From the first line to the last, give the listing again exactly.
++++++++++
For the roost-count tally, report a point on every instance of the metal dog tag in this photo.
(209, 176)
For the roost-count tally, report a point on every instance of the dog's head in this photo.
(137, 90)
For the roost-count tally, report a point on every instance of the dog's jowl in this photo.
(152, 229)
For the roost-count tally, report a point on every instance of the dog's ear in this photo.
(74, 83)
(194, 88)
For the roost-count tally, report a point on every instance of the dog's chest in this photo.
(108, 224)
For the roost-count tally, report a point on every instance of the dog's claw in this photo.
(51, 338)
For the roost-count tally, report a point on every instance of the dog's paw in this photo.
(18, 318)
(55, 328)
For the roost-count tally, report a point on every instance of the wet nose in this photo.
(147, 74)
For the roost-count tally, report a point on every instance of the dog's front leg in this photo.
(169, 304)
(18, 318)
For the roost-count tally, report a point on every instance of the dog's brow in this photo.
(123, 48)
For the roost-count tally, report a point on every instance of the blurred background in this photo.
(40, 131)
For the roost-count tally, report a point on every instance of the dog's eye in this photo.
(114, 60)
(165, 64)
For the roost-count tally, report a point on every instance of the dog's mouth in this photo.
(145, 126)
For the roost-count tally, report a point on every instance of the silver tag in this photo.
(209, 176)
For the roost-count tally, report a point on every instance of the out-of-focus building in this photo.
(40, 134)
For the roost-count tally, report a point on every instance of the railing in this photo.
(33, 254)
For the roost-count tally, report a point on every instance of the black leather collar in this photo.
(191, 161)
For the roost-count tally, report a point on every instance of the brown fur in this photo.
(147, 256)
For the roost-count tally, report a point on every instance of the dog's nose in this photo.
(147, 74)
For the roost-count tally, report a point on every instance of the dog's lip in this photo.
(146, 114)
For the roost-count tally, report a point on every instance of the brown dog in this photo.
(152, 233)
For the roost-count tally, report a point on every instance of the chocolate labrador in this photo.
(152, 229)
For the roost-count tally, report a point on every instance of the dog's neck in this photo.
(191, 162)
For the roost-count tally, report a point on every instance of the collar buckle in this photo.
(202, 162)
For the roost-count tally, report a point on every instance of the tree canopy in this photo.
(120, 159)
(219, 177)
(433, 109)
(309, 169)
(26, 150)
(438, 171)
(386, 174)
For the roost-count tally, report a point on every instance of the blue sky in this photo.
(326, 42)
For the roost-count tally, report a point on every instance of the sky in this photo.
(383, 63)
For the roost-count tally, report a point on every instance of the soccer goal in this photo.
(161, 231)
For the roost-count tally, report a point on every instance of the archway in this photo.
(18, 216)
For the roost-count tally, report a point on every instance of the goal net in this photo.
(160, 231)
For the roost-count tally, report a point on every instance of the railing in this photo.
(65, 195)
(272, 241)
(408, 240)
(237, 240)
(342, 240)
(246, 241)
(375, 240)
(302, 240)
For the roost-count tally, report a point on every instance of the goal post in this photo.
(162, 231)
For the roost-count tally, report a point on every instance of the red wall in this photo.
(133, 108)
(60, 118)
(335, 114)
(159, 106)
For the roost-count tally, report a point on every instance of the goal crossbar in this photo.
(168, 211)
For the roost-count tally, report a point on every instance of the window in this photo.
++++++++++
§ **ANSWER TO THE PROBLEM**:
For the roost-count tally, report a point on every instance of the metal dog tag in this photo.
(209, 176)
For the roost-count tally, report a point on every instance of the dog's head in this photo.
(137, 90)
For the roost-count tally, report a point on every instance of the dog's jowl in this photo.
(152, 229)
For the roost-count tally, report a point on every instance of the dog's ear in this photo.
(74, 83)
(194, 88)
For the roost-count tally, report a point on every instance of the dog's chest in this photo.
(108, 224)
For the roost-count tally, report a point on every instance of the dog's claw in this photo.
(51, 338)
For the roost-count tally, report a point on every instance of the dog's paw in this photo.
(18, 318)
(55, 328)
For the roost-count tally, report a point on every instance of the wet nose in this photo.
(147, 74)
For the roost-count tally, report a point on every instance of the dog's front leg in this photo.
(169, 304)
(18, 318)
For the roost-count tally, report a point on every instance of the dog's brow in this photo.
(123, 48)
For the roost-count tally, report a point on every instance of the blurred background in this photo.
(40, 131)
For the roost-count tally, report a point on every instance of the dog's eye in this photo.
(114, 60)
(165, 64)
For the roost-count tally, report a point on every instance of the dog's mouth in this photo.
(145, 126)
For the roost-count tally, report a point on every instance of the silver tag in this photo.
(209, 176)
For the roost-count tally, report a point on every instance of the out-of-focus building in this photo.
(40, 134)
For the roost-count tally, report a point on every instance of the railing in this photo.
(33, 254)
For the roost-count tally, report a point on every instance of the black leather collar in this photo.
(191, 161)
For the roost-count tally, report a point on every instance of the brown fur in this photo.
(147, 256)
For the roost-count tally, report a point on every instance of the dog's nose in this photo.
(147, 74)
For the roost-count tally, report a point on every instance of the dog's lip in this photo.
(146, 114)
For the roost-count tally, report a point on every instance of the brown dog in this photo.
(152, 233)
For the roost-count tally, report a point on every instance of the chocolate labrador in this photo.
(152, 229)
For the roost-count tally, report a point on every instance of the dog's neck in this photo.
(191, 162)
For the roost-count tally, report a point on every instance of the collar buckle in this photo.
(202, 162)
For the roost-count tally, report a point on every instance of the tree canopy in this photo.
(120, 159)
(219, 177)
(433, 109)
(309, 169)
(26, 150)
(438, 171)
(386, 174)
For the roost-count tally, report a point on every instance of the blue sky in this photo.
(326, 42)
For the roost-count tally, report a point on every instance of the sky in this photo.
(383, 63)
For the roost-count tally, report a point on every instance of the soccer goal in this photo.
(161, 231)
For the roost-count tally, report a point on every instance of the archway in this photo.
(18, 216)
For the roost-count tally, report a point on every instance of the goal net in this photo.
(160, 231)
For the roost-count tally, report a point on every instance of the railing in this photo.
(65, 195)
(272, 241)
(408, 240)
(237, 240)
(342, 240)
(246, 241)
(375, 240)
(302, 240)
For the roost-count tally, report a point on every instance of the goal post in this photo.
(162, 231)
For the roost-count tally, report a point on every instance of the red wall in this photo.
(133, 108)
(60, 118)
(335, 114)
(159, 106)
For the roost-count tally, report a point on every instance of the goal crossbar in this photo.
(168, 211)
For the roost-count tally, report a point on every instance of the window in this photo.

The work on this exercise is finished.